Those seven steps crave predictability. Most supply chains can withstand a bit of error thanks to slack in the system (coconut shipment delayed by 2 days? No biggie, the store still has enough in stock. Delayed by 2 weeks? That’s a problem, we’re losing sales). What every company craves is a well-oiled supply chain that maximizes having the right amount of stuff for the shortest amount of time necessary. Get it wrong and you’re lighting money on fire.
Every company cares deeply about understanding the health of its supply chain. Where are the bottlenecks that are going to slow things down? Where’s the inefficiency and waste in the system? Every VP of Supply Chain sleeps with a copy of Goldratt’s The Goal by their nightstand. It’s no surprise that an optimized supply chain is considered a competitive advantage.
To even try to answer those questions, you’ve got to be able to know what the hell is happening in your supply chain. You need to be able to watch the system. The entire system. It’s not enough that the grocery store monitors how many coconuts it has in the store. That’s the easy part. They must have insight on how far along those coconuts getting grown are, where exactly the shipment of coconuts is that is on its way to the store, if the coconuts got hung up by the FDA at the border because of a paperwork issue, how many coconuts they will receive vs what they initially ordered, etc. The supply chain is a circle, not a line. If something before or after the sale gets screwy, there’s a ripple effect.
Problem is, all those questions can’t be answered by the grocery store. The coconut producer can answer (maybe) the question about the state of the current crop. And the grocery store’s freight forwarder can answer (maybe) the questions about where the shipment of coconuts is and what’s being done by the FDA. This raises some serious questions:
Who (if anyone) is watching each segment of the company’s supply chain?
If someone is watching (big if), do they actually know what’s going on?
If they know what’s going on, do they share it?
If they share it, is it well understood by others?
If it’s understood, is anything done about it?
Welcome to the wonderful world of supply chain visibility, my friends. Come on in, the water is just (checks temperature), boiling hot.
Step 1 - Observe
Watching the entire system is really, really tough because it’s so complex. In the simplified example of the grocery store that bought coconuts, you can see how many players get involved. The grocery store doesn’t have cameras set up in the coconut tree groves to watch them grow. It doesn’t have an employee at the port who can confirm if their container full of coconuts was loaded on a ship. Other companies have been employed for that part of the supply chain.
The industry is incredibly piecemeal and fragmented. This means that lots of different parties, with different incentives, have to observe the activity that is relevant to a specific supply chain like a grocery store.
This is the first step of supply chain visibility - observation. The watching of activities in a supply chain. Having access to the information that helps answer the questions like “where’s my stuff?”, “how’s it doing?”, and so on. If parts of a company’s supply chain are not observable, they are operating in the dark, having to trust that things are going according to plan.
Remember how I said it’s all a mind-boggling ecosystem of barely-organized chaos?
And how most companies’ supply chains have a little bit of slack in them but not much?
Then you can probably appreciate that having parts of your supply chain “run dark” or be “black boxes” is not good. Not good at all.
Gaining observability into each step of the supply chain is the must-do first part of supply chain visibility. If you cannot observe a thing, you’re certainly in no position to do something about that thing. You’ve got to be able to shine a light on any part of your supply chain.

Dataset extract =
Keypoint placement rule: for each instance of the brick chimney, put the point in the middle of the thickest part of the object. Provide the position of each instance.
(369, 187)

Tasks to carry out =
• 1. Retype everything in the supply chain passage from "Gaining observability into" down to "of your supply chain.".
• 2. Summarize the supply chain passage in two sentences.
The listing is not needed for this work.

Outputs by task =
• 1.
Gaining observability into each step of the supply chain is the must-do first part of supply chain visibility. If you cannot observe a thing, you’re certainly in no position to do something about that thing. You’ve got to be able to shine a light on any part of your supply chain.

• 2. Companies want predictable, efficient supply chains, but finding bottlenecks and waste requires watching the entire system, including parts handled by other parties such as producers and freight forwarders. Observation is the first step of supply chain visibility, because a company that cannot observe part of its supply chain is operating in the dark and is in no position to act on it.